BEGIN Text for analysis

Thursday, October 14, 2010 4:06:19 AM

Post# of 257253
Law360, New York (October 12, 2010) -- Teva Pharmaceuticals USA Inc. has lost its bid to force Sandoz Inc. and Momenta Pharmaceuticals Inc. to provide advance notice of their intent and ability to launch a generic version of Teva's multiple sclerosis drug Copaxone.

Judge Barbara S. Jones of the U.S. District Court for the Southern District of New York on Tuesday denied Teva's request for an order directing the generic-drug makers to provide the court and Teva with 10 days' notice prior to the launch of a copycat version, ruling that the defendants “are under no legal obligation” to provide this notice.

“While the court appreciates plaintiffs' desire to avoid saddling the court with an emergency and possibly unnecessary request for a temporary restraining order, the court is confident that Rule 65 of the Federal Rules of Civil Procedure [regarding the issuance of injunctions and restraining orders] provides more than ample recourse for addressing plaintiffs' concerns,” Judge Jones ruled.

The court held a hearing Sept. 24 to consider Teva's motion, which originally requested at least 90 days' prior notice of the defendants' ability and intent to launch their product. At the conclusion of that hearing, Judge Jones directed the parties to attempt to reach an agreement regarding Teva's request.

While the defendants agreed to provide Teva with notification of approval from the U.S. Food and Drug Administration within two hours of receipt and Teva backed off its request for at least 90 days' prior notice, the parties failed to reach an agreement to resolve their dispute.

Instead, Teva insisted that it needed a minimum amount of 10 days' prior notice to file a motion for a preliminary injunction and a temporary restraining order against the generic product, and it offered to post a bond to alleviate defendants' concerns regarding possible monetary loss during the notice period, an offer that also failed to coax a resolution.

While Judge Jones acknowledged that Teva “may ultimately be correct that defendants' unwillingness to provide plaintiffs with notice prior to launch means that defendants intend to take their product to market immediately upon receiving FDA approval and after the 30-month stay has expired,” the court could not find an adequate legal reason to order the defendants to provide the plaintiffs with “confidential business information” regarding the generic version's launch.

END Text for analysis
BEGIN Supplied entries

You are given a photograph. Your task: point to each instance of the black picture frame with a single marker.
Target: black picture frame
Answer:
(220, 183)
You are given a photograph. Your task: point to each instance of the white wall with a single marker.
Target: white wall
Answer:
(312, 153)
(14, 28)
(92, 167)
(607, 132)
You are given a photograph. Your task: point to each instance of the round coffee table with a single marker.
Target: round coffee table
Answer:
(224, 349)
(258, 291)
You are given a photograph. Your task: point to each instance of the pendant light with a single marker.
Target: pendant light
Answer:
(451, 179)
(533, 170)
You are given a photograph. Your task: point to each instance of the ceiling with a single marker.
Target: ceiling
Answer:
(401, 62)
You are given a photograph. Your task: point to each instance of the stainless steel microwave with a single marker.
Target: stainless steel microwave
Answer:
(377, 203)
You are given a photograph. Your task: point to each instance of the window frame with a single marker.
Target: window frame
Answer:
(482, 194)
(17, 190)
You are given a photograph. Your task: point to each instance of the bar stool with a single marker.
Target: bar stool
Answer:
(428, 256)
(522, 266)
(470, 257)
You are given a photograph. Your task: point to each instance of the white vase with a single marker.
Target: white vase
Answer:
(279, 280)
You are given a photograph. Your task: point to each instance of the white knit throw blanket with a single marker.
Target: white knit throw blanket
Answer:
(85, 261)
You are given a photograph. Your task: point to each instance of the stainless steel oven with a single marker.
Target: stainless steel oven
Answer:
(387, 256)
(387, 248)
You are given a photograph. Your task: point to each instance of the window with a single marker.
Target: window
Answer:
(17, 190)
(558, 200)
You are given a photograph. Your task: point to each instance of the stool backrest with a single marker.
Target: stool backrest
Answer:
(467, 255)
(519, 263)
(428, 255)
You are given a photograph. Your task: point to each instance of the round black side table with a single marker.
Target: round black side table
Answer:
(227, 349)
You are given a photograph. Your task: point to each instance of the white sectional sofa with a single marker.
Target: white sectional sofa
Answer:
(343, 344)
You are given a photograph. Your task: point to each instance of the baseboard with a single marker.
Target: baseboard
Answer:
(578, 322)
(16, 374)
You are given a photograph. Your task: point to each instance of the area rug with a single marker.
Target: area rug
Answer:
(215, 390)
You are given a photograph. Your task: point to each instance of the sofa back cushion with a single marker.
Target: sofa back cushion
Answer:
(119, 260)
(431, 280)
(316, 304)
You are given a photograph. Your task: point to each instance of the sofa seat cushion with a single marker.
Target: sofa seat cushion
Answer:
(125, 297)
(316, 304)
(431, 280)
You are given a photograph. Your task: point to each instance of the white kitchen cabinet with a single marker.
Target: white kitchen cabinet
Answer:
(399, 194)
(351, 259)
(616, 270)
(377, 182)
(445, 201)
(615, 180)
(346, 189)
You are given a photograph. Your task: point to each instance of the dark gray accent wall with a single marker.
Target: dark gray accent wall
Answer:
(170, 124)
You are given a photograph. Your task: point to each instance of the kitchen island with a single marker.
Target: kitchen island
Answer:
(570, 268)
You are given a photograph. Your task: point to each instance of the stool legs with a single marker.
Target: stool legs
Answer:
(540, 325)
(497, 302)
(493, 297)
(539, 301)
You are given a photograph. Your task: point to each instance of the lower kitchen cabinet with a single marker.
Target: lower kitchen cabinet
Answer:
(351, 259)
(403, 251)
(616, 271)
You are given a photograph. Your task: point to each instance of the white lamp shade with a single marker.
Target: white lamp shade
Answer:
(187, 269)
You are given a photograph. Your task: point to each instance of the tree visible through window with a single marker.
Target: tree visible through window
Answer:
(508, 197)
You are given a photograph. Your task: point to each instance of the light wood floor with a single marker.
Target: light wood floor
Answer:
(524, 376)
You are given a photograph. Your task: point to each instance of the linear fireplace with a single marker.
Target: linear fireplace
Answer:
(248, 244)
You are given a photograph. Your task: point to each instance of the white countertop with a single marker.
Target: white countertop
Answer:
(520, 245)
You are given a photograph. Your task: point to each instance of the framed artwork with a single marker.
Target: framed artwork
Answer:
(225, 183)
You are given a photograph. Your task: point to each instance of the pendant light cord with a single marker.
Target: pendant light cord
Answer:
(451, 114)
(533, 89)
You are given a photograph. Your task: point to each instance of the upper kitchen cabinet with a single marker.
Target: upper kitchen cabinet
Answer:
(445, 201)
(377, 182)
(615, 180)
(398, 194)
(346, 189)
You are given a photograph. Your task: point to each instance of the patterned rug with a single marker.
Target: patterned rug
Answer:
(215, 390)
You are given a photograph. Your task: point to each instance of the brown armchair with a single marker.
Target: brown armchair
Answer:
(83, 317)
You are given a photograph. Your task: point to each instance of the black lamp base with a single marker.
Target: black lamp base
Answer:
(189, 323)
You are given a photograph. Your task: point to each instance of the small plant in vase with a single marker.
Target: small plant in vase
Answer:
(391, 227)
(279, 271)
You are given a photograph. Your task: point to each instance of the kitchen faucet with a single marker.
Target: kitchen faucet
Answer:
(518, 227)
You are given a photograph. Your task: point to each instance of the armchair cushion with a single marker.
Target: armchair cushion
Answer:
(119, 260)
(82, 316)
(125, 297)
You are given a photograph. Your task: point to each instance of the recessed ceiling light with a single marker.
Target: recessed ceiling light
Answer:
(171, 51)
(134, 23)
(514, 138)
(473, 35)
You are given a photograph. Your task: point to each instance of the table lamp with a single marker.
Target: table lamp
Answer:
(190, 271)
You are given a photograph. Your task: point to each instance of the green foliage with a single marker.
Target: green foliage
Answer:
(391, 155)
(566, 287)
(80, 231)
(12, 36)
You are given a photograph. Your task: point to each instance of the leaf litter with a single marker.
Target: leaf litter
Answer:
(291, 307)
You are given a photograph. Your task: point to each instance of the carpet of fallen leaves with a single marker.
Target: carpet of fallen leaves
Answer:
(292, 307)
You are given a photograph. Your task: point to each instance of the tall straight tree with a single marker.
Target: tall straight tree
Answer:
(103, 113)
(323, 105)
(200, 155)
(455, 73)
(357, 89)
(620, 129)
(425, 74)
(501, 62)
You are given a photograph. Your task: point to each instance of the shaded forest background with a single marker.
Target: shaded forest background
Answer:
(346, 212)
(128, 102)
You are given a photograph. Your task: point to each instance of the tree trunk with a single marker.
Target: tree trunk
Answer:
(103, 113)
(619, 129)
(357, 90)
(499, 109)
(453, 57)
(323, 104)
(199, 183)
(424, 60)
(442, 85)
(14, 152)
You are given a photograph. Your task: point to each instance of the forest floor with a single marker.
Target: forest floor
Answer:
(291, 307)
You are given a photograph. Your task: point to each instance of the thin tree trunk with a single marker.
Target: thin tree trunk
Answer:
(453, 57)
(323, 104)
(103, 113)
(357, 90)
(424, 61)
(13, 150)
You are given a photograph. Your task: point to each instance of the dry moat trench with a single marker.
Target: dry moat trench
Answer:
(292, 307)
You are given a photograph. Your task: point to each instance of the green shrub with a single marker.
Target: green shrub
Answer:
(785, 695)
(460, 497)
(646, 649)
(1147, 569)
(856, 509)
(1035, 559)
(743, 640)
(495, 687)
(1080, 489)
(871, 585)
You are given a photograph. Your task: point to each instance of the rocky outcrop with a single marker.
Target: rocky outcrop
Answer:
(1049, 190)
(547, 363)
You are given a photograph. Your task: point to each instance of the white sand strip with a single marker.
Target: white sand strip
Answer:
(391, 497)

END Supplied entries

• Exercise A
List every drug company named in the article on Teva's Copaxone notice dispute.
• Exercise B
Answer these questions from the article on Teva's Copaxone notice dispute:
(i) On which court does Judge Barbara S. Jones sit?
(ii) On what date did the court hold a hearing on Teva's motion?
(iii) Within how long of receiving FDA approval did the defendants agree to notify Teva?

• Exercise result A
Teva Pharmaceuticals USA Inc.
Sandoz Inc.
Momenta Pharmaceuticals Inc.

• Exercise result B
(i) The U.S. District Court for the Southern District of New York.
(ii) Sept. 24.
(iii) Within two hours of receipt.